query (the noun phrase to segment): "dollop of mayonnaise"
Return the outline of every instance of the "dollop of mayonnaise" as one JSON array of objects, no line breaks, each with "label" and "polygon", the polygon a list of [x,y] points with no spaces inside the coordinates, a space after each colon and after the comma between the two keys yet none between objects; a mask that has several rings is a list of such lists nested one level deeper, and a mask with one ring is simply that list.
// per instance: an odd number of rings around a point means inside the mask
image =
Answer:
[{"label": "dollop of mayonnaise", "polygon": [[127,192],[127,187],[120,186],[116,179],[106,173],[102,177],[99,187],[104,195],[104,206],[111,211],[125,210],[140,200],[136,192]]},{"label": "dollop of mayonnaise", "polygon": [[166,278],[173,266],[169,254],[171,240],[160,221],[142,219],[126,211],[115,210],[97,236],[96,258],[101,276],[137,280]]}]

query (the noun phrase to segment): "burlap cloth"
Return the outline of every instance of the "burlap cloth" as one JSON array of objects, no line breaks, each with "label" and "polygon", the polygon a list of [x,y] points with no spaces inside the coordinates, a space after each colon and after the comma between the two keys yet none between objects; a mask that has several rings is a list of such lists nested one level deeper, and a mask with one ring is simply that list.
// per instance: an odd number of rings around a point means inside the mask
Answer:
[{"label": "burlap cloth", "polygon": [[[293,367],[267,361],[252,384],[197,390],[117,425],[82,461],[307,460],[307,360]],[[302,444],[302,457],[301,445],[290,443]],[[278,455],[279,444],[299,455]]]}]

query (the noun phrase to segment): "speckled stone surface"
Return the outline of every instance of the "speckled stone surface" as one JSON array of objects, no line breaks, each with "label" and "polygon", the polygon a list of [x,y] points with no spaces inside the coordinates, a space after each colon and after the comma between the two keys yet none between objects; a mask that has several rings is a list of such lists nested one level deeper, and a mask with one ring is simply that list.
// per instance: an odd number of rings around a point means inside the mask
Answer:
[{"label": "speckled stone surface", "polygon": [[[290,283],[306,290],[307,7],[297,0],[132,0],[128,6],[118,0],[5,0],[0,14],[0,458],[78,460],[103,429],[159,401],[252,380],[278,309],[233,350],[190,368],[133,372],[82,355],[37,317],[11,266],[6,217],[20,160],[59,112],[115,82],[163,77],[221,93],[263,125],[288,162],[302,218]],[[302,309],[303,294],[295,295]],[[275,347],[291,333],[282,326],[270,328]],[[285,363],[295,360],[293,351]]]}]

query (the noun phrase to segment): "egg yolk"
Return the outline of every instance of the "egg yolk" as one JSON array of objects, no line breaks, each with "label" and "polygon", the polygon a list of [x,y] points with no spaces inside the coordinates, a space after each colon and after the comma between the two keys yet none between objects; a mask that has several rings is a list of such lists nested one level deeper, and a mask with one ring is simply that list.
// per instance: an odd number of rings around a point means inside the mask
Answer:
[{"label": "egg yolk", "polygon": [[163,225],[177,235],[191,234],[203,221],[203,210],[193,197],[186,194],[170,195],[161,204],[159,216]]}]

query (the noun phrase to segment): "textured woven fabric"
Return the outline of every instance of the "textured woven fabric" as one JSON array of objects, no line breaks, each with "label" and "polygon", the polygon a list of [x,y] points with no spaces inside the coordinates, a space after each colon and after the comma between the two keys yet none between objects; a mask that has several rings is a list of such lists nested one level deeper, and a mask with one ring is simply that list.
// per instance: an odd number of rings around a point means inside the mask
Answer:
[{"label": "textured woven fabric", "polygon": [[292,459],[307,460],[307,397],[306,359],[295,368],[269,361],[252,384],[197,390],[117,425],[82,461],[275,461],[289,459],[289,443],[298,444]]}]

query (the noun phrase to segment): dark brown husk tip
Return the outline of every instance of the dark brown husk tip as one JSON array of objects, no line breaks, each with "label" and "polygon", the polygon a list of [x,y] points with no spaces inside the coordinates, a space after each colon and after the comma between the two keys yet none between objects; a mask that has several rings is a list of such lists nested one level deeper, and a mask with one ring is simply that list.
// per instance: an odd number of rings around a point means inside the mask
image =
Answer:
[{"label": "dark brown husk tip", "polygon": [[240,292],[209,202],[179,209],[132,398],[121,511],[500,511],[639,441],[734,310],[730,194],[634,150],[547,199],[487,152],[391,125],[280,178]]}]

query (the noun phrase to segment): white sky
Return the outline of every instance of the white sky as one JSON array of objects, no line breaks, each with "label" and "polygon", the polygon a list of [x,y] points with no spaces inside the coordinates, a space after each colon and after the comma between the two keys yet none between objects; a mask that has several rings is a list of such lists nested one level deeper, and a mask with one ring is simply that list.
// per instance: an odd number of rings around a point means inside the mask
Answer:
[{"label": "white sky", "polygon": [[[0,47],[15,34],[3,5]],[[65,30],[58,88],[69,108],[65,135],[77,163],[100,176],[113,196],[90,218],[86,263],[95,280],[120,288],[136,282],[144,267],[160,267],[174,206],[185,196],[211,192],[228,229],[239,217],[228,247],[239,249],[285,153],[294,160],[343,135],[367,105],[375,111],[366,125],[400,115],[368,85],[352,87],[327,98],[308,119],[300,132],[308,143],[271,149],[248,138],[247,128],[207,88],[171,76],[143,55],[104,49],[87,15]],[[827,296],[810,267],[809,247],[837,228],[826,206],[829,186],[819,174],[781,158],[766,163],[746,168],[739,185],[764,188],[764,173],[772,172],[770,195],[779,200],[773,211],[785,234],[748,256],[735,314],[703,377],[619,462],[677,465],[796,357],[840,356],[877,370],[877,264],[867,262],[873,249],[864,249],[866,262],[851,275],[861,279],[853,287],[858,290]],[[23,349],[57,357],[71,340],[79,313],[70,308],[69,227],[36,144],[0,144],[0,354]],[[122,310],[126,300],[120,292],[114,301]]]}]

###

BRIEF:
Repeat exactly, and only, the lines from the line with "query (the noun phrase to segment): white sky" through the end of the listing above, both ends included.

EXPECTED ANSWER:
query (the noun phrase to segment): white sky
Return the outline of every instance of the white sky as one JSON array of objects, no line breaks, each with "label" and "polygon", the polygon a list of [x,y] points with no spaces inside the coordinates, a space after each colon and after the comma between the two keys yet none between objects; a mask that has several rings is a list of such lists nested one level deeper, and a mask with one ring is simply that list.
// per instance: an odd number of rings around a point means inside the mask
Answer:
[{"label": "white sky", "polygon": [[[0,47],[15,34],[3,5]],[[65,30],[58,88],[69,108],[65,135],[77,163],[100,176],[113,196],[90,218],[86,263],[95,280],[120,288],[136,282],[144,267],[160,267],[174,206],[185,196],[211,192],[228,229],[239,217],[228,247],[239,249],[285,153],[294,160],[343,135],[367,105],[375,111],[366,125],[400,115],[368,85],[352,87],[327,98],[308,119],[300,132],[308,143],[271,149],[248,138],[247,128],[207,88],[171,76],[143,55],[104,49],[87,15]],[[827,296],[810,267],[809,247],[837,228],[826,206],[829,186],[819,174],[781,158],[766,163],[746,168],[739,185],[764,188],[764,173],[772,172],[770,195],[779,200],[773,211],[785,234],[748,256],[735,314],[703,377],[619,462],[677,465],[796,357],[840,356],[877,370],[877,264],[867,262],[873,249],[864,249],[866,262],[851,275],[861,279],[853,287],[858,290]],[[23,349],[57,357],[71,340],[79,313],[70,308],[69,227],[36,144],[0,144],[0,354]],[[122,310],[126,300],[120,292],[114,301]]]}]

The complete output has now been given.